Yapılacak İş:
AB'nin askeri bağımsızlık tartışmasını konu alan aşağıdaki metinden "AB'nin güvenlik ve" ifadesinden başlayıp "getirilmesi modelini önerdi." ifadesine kadar inen bölümün tamamını harfi harfine kopyalayınız.

Metin Alıntısı:
----

AB'de kendi muharip gücünü kurma tartışması
2 Eylül 2021Almanya Savunma Bakanı Annegret Kramp-Karrenbauer, Afganistan tecrübesinden ders çıkarıp, Avrupa Birliği'nin (AB) güçlü bir askeri bağımsızlığa sahip olması gerektiğini savundu. AB savunma bakanları toplantısının düzenlendiği Slovenya'nın Kranj kentinde konuşan Alman Bakan Kramp-Karrenbauer, "Afganistan acı bir son, ağır bir mağlubiyet" ifadesini kullanarak, "AB bağımsız olmalı ve kendi başına hareket edebilmeli" dedi.
Hükümetlerin inandırıcılığının bağımsız ve kendi başına hareket yeteneğine bağlı olduğunun da altını çizen Bakan Kramp-Karrenbauer, böyle bir adımın NATO ya da Amerika Birleşik Devletleri'ne (ABD) alternatif olarak görülmemesi gerektiğini de vurguladı.
Kramp-Karrenbauer, "Avrupa olarak ABD'nin çekilme kararına kendi yetersizliğimizi bildiğimizden itiraz edemedik. Afganistan'da Batı büyük bir yenilgiye uğradı. Bunun kalıcı bir mağlubiyet olup olmayacağına ise Avrupa ve ABD'de bundan sonra atılacak adımlar karar verecek" diye konuştu.
Almanya ve 13 AB üyesi bağımsız bir muharip AB gücü talep ediyor
Almanya ve 13 AB üyesi ülke geçen Mayıs ayında, ilk başta 5 bin askerden oluşan bir muharip AB askeri birliğinin kurulmasını talep etti. AB'nin bağımsız ve kendi başına hareket kabiliyetini artırmasına yönelik olan ve güvenlik konusunda gelecekteki hedefleri tanımlayan "stratejik pusula" çerçevesinde de, söz konusu askeri birlik meselesinin 2022'de Fransa'nın AB dönem başkanlığında kabul edilmesi planlanıyor. "Stratejik pusula" kapsamında ilk kez AB tarafından güvenliğe yönelik tehdit analizlerinin yapılması da öngörülüyor.
AB'nin güvenlik ve askeri açıdan ABD'den bağımsız olması uzun yıllardır tartışma konusu. Son olarak ABD güçlerinin partnerlerle yakın iş birliği yapmadan Afganistan'dan çekilmesi Batılı ülkeleri zor durumda bırakmış, inandırıcılıkları kadar hareket kabiliyetleri de sorgulanır hale gelmişti. Dolayısıyla askeri açıdan kendi gücünü oluşturması tartışması AB içinde yeniden alevlendi.
AB dönem başkanı Slovenya’nın Savunma Bakanı Matej Tonin, Afganistan deneyiminde de görüldüğü gibi ABD'ye askeri açıdan bağımlı olmayı sonlandıracak bir askeri birlik planının, ülkelerin gönüllülük temelinde oluşturulması gerektiğini savundu. Tonin, gönüllü üye ülkelerin desteğiyle ve üye ülkelerin basit çoğunluğunun da oyu ile kısa sürede 5-22 bin civarında askerin bir araya getirilmesi modelini önerdi.

----

Veri Satırları:
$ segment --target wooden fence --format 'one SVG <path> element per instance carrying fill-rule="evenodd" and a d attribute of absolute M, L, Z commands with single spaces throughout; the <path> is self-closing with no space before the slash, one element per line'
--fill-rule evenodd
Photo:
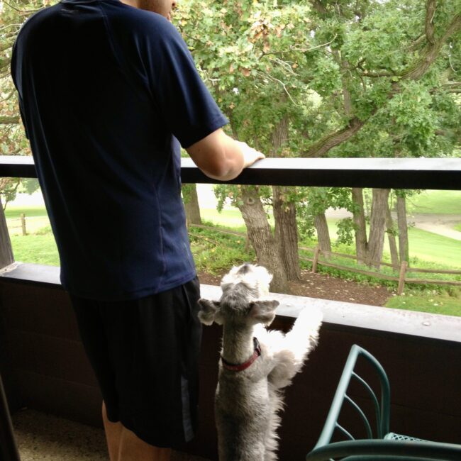
<path fill-rule="evenodd" d="M 192 224 L 191 225 L 191 227 L 207 229 L 209 230 L 213 230 L 215 232 L 218 232 L 221 233 L 225 233 L 231 235 L 237 235 L 238 237 L 242 237 L 243 238 L 245 239 L 247 245 L 250 244 L 248 237 L 247 234 L 245 233 L 235 232 L 231 230 L 224 230 L 222 229 L 210 227 L 208 226 L 199 225 L 199 224 Z M 190 230 L 189 230 L 189 235 L 191 235 L 193 237 L 208 240 L 209 242 L 214 243 L 216 245 L 221 245 L 221 243 L 217 242 L 216 240 L 212 240 L 211 239 L 207 237 L 191 233 L 190 232 Z M 352 255 L 345 255 L 343 253 L 337 253 L 334 252 L 328 252 L 327 253 L 326 252 L 321 251 L 318 246 L 316 246 L 315 248 L 310 248 L 308 247 L 299 247 L 299 250 L 310 251 L 313 253 L 313 257 L 305 257 L 300 256 L 299 259 L 302 261 L 309 261 L 312 262 L 311 270 L 314 273 L 317 272 L 317 266 L 320 265 L 326 266 L 327 267 L 333 267 L 335 269 L 338 269 L 340 270 L 347 270 L 351 272 L 355 272 L 356 274 L 361 274 L 362 275 L 367 275 L 369 277 L 376 277 L 377 279 L 382 279 L 384 280 L 391 280 L 392 282 L 396 282 L 399 284 L 397 288 L 398 294 L 401 294 L 404 292 L 404 288 L 406 283 L 420 284 L 433 284 L 433 285 L 453 285 L 453 286 L 461 287 L 461 282 L 458 282 L 455 280 L 452 281 L 452 280 L 438 280 L 435 279 L 416 279 L 416 278 L 406 277 L 406 274 L 409 272 L 419 272 L 419 273 L 425 273 L 425 274 L 449 274 L 452 275 L 461 275 L 461 270 L 446 270 L 443 269 L 420 269 L 418 267 L 409 267 L 406 261 L 402 261 L 400 265 L 400 267 L 396 267 L 393 265 L 389 264 L 389 262 L 386 262 L 385 261 L 379 262 L 379 265 L 382 266 L 392 267 L 396 271 L 397 270 L 399 270 L 399 277 L 397 277 L 394 275 L 389 275 L 388 274 L 382 274 L 378 272 L 372 272 L 370 270 L 358 269 L 356 267 L 350 267 L 350 266 L 343 266 L 339 264 L 331 262 L 330 261 L 326 260 L 325 259 L 320 258 L 321 255 L 323 255 L 323 256 L 326 257 L 327 259 L 329 258 L 331 255 L 334 255 L 334 256 L 339 256 L 340 257 L 352 259 L 357 261 L 357 256 L 354 256 Z M 372 264 L 373 265 L 377 265 L 376 262 L 372 262 Z"/>

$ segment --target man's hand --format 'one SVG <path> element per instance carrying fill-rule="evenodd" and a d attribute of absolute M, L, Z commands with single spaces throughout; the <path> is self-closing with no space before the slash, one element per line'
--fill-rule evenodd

----

Sorunun Çözümü:
AB'nin güvenlik ve askeri açıdan ABD'den bağımsız olması uzun yıllardır tartışma konusu. Son olarak ABD güçlerinin partnerlerle yakın iş birliği yapmadan Afganistan'dan çekilmesi Batılı ülkeleri zor durumda bırakmış, inandırıcılıkları kadar hareket kabiliyetleri de sorgulanır hale gelmişti. Dolayısıyla askeri açıdan kendi gücünü oluşturması tartışması AB içinde yeniden alevlendi.
AB dönem başkanı Slovenya’nın Savunma Bakanı Matej Tonin, Afganistan deneyiminde de görüldüğü gibi ABD'ye askeri açıdan bağımlı olmayı sonlandıracak bir askeri birlik planının, ülkelerin gönüllülük temelinde oluşturulması gerektiğini savundu. Tonin, gönüllü üye ülkelerin desteğiyle ve üye ülkelerin basit çoğunluğunun da oyu ile kısa sürede 5-22 bin civarında askerin bir araya getirilmesi modelini önerdi.